→ **What is expected**
Pick up the forum thread debating scroll saws versus laser cutters after its final post and continue it.

→ **Provided passage**
* Start *

# Scrollsaw vs laser - is scrollsaw doomed?



## Skiedra

I visited one large city fair this last weekend. There were quite a few people selling plywood creations - from wooden lamps to stands for earings and things like that.

Apparently all of them were laser cut. Given that lasers provide accuracy, speed of production and general convienence, is regul srollsaw doomed? The only thing is for laser cutters to become cheaper… what do you think?


----------



## wbrisett

With a bigger shop I could see a CNC router, or CNC laser in my shop, I don't see scroll saws going away. Part of scrollsawing or even working with wood in general is for relaxation. You don't get that same thing from punching buttons on a computer. Heck, I get to do that enough all day long. 

Something else to think about, while I would say a majority of woodworkers today use power tools for most things, there are those who still use nothing but hand tools. Those people have skills that I simply can't math with my shop full of power tools.


----------



## wiswood2

There is not much woodworking skill with laser cutting. all you have to know is how to set it up, a lot of art shows here are not letting laser cut products in their shows. A laser would not work on the things I make. 
Chuck


----------



## jeffswildwood

I too became a victim of power tools. Lately I began using hand tools. Trying things like box joints and even bought my first plane. I found that there is an art and a skill in the old ways that take a long time to learn. I'm trying but have a long way to go.


----------



## helluvawreck

There is no way that scroll saws are going away. Not all woodworkers are into mass production work. Don't get me wrong, laser machines have their place and I am even considering one.

helluvawreck aka Charles
http://woodworkingexpo.wordpress.com


----------



## TheCook

Scroll saws are totally doomed. I haven't used mine since I got access to a laser.


----------



## woodworkerforchrist

Well heres my 2 cents. I dont think scrollsaws will ever be doomed for the hobbist. I really enjoy it and wouldnt enjoy cutting on a cnc or laser. Also cnc's and laser's are very expensive. As far as making items to sell yes a cnc or laser is much faster and easier and you could sell more for less…the scrollsaw cant compete with that. But many people still appreciate hand cut items that are each unique. And again a scrollsaw is fun and a way to express creativity and you dont get that from a computerized machine. I will always be a scrollsawer


----------



## Skiedra

Scrollsaw is definetly a tool for relaxation


----------



## crashn

Got my shapeoko (small format cnc) in the box on the doorstep. Cant wait to get home and start setting it up. 249 for the kit, i had motors and electronics. A 800mw laser is 100 bucks on ebay, so that is in my near future.


----------



## madts

The tools you guys are talking about are for relaxation. Prop engines went away for jets. Most hand tools went away for electric. We are left with the way we want to ply our hobby/ work. 
Be happy with the way you do it and make yourself proud. I have done it both ways and enjoy both.


----------



## Finn

I do not know….can a CNC machine do inlay work? Fretwork…sure but I do not do fretwork.

* End *

→ **Provided material**
* Start *

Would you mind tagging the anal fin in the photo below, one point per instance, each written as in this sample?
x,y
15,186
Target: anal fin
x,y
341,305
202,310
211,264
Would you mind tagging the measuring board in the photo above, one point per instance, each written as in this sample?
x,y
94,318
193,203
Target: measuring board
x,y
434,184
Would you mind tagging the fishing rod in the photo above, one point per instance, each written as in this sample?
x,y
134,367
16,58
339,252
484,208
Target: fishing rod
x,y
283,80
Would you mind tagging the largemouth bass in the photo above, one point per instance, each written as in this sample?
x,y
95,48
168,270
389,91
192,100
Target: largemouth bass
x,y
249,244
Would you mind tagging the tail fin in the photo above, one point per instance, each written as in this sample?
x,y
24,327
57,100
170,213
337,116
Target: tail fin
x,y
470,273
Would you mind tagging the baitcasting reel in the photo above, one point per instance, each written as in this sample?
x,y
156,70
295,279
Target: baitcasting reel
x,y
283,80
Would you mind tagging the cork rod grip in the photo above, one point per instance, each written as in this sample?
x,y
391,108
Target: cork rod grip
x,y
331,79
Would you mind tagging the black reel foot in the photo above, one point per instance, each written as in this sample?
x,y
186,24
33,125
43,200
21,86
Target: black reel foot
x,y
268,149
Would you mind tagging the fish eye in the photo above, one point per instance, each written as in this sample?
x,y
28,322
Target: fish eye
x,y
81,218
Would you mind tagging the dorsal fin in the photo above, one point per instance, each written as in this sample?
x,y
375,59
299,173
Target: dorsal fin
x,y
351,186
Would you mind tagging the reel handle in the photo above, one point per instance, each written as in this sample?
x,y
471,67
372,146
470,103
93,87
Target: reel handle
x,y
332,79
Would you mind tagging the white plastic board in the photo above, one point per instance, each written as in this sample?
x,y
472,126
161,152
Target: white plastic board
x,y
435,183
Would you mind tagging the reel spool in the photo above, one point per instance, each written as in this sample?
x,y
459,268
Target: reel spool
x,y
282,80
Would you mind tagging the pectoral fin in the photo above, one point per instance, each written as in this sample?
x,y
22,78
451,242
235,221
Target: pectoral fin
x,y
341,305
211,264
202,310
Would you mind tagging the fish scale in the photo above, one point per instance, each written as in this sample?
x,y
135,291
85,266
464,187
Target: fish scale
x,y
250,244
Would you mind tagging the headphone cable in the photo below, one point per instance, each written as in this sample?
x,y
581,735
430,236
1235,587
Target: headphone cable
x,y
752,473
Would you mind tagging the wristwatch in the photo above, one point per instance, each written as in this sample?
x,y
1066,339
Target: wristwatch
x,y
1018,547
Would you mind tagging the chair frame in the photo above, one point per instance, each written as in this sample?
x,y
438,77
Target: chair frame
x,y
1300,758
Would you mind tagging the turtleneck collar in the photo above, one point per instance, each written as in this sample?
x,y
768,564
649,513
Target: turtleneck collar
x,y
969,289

* End *

→ **Answer to the exercise**
----------



## muleskinner

Yep, scrollsaws are doomed to go the way of chisels, hand planes and back saws.


----------



## Redoak49

I do not think the scroll saw is doomed at all. Yes, you can make some things faster with a CNC or laser. However, for things like Intarsia or one of a kind projects, the scroll saw will be there.

I have often wondered about the general attitude toward the CNC or laser. I am certain that they have their place for some folks but not me and I do not begrudge those who use them.

There are some who believe that woodworking should be with hand tools. I like the hand tools and the feel that they provide. Unfortunately, arthritis prevents me from using them very much.

I am not doing woodworking to make money. I do it because it represents a challenge and the journey is an important part for me. I started with a scroll saw about a year ago and have been doing Intarsia and some puzzles which you could not do on a CNC or Laser.

The great thing about woodworking is that one can do it any way that makes them happy.


----------



## oldnovice

Even though I believe in advancing technology I do not believe that the laser will replace the scroll saw!

A scroll saw can almost cut any thickness while a laser need more power to cut thicker material and in some cases the dark edges are undesirable!

It comes down to the same argument about CNC routers replacing hand carving; they both exist and will exist and neither will replace the other.

Let's advance to the 3D printers that are printing with wood resin will they replace carving? I sincerely doubt it!

I think Dave has it right in #11 "Yep, scrollsaws are doomed to go the way of chisels, hand planes and back saws."


----------



## scrollsaw

When I go to a craft shows and see laser work I show them my scrollsaw work they look at me and say laser cut and I say no cut it out on a scrollsaw by hand.Then I say I am a Artiest not a machine operator.


----------



## DaleM

I believe that a laser that can cut any real thickness of wood will always be too expensive in my lifetime to replace a scrollsaw for the average hobbiest so in my opinion there is no way it will replace it. Besides that, there is the fun and relaxation factor along with the satisfaction of making something with a tool where your hand/eye coordination is what gets the job done and you can't replace that with a CNC machine.


----------



## LokisTyro

CNC's do great flawless work, which in my opinion is their failing. It can never be a masterpiece. A traditional worker can look at a piece seeing things that no machine will ever see in the near future, and give it life and soul, and mess-ups!

One day there will be more scrollers than there are today as there are more blacksmiths now than there were back in the day. More people, that many more traditionalists.

It's possible that they may become rare here in the U.S. but meanwhile other countries will be using them, and likely the ones we used to own.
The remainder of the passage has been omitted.